- **Problem to work on**: Wherever the word "instance" shows up in the data, report the line it sits in.

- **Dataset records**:
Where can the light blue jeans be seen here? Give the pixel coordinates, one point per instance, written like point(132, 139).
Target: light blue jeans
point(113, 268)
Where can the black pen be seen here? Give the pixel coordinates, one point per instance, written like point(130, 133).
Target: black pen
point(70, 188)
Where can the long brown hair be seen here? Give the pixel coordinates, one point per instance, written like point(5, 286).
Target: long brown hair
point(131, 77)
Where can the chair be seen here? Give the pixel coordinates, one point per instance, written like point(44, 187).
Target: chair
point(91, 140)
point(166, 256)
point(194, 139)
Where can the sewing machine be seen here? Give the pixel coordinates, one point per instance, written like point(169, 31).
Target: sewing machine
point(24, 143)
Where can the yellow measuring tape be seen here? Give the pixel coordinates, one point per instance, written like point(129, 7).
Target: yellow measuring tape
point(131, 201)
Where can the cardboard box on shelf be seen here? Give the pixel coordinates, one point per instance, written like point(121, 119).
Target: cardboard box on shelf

- **Response area**:
Where can the light blue jeans be seen here? Give the pixel coordinates, one point per instance, written like point(132, 139).
Where can the black pen be seen here? Give the pixel coordinates, one point per instance, written like point(130, 133).
Where can the long brown hair be seen here? Give the pixel coordinates, one point per instance, written like point(5, 286).
Where can the chair be seen here? Give the pixel coordinates, one point per instance, written like point(44, 187).
Where can the sewing machine be seen here? Give the pixel coordinates, one point per instance, written like point(169, 31).
Where can the yellow measuring tape be seen here? Give the pixel coordinates, one point per instance, written like point(129, 7).
Where can the cardboard box on shelf be seen here? Give the pixel coordinates, one point per instance, written like point(121, 119).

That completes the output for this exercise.